##### Study material
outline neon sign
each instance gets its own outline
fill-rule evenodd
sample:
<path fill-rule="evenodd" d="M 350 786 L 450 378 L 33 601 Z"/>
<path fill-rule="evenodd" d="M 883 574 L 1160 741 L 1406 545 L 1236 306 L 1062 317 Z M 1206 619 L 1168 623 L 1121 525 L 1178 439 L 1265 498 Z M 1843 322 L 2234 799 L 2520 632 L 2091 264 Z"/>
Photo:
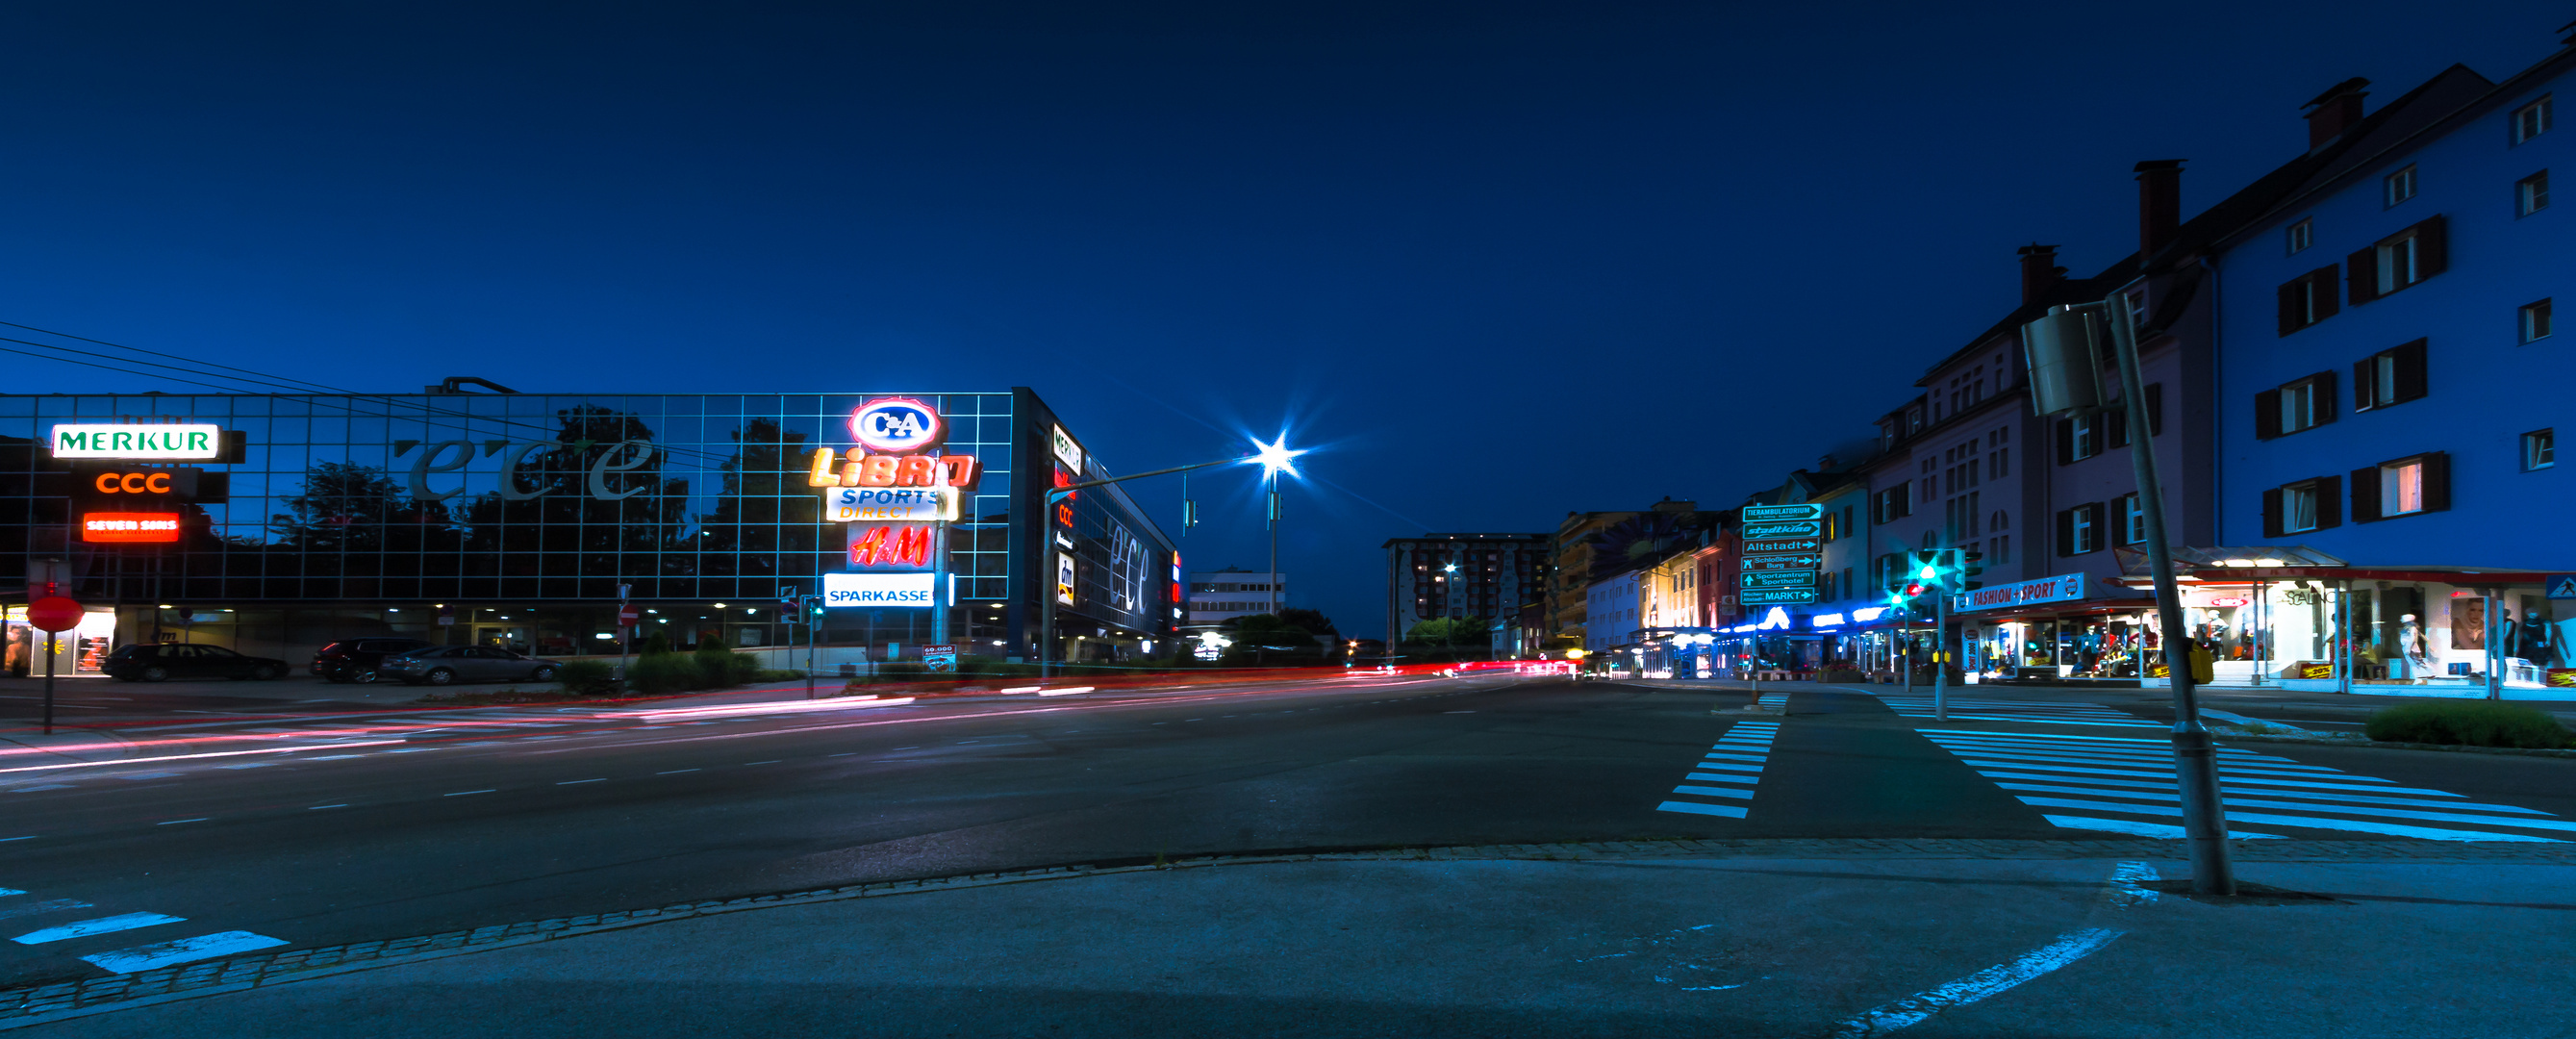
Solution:
<path fill-rule="evenodd" d="M 823 502 L 834 523 L 904 523 L 956 519 L 957 497 L 947 487 L 836 487 Z"/>
<path fill-rule="evenodd" d="M 838 472 L 832 463 L 846 458 Z M 872 455 L 853 447 L 847 454 L 828 447 L 814 449 L 806 466 L 809 487 L 955 487 L 975 486 L 980 466 L 974 455 Z"/>
<path fill-rule="evenodd" d="M 823 605 L 930 606 L 938 601 L 936 574 L 824 574 Z"/>
<path fill-rule="evenodd" d="M 1754 625 L 1753 630 L 1770 631 L 1773 628 L 1787 630 L 1788 627 L 1789 611 L 1774 606 L 1771 612 L 1762 615 L 1762 623 Z"/>
<path fill-rule="evenodd" d="M 98 423 L 54 427 L 56 458 L 194 458 L 223 453 L 223 427 L 212 424 Z"/>
<path fill-rule="evenodd" d="M 930 528 L 919 523 L 883 523 L 850 528 L 851 566 L 929 566 Z"/>
<path fill-rule="evenodd" d="M 888 454 L 939 443 L 939 409 L 910 397 L 879 397 L 850 413 L 850 436 Z"/>
<path fill-rule="evenodd" d="M 81 540 L 87 542 L 170 542 L 179 540 L 175 512 L 84 512 Z"/>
##########
What to produce
Filter the records for lines holding the string "outline". Copy each one.

Expected output
outline neon sign
each instance gets its own outline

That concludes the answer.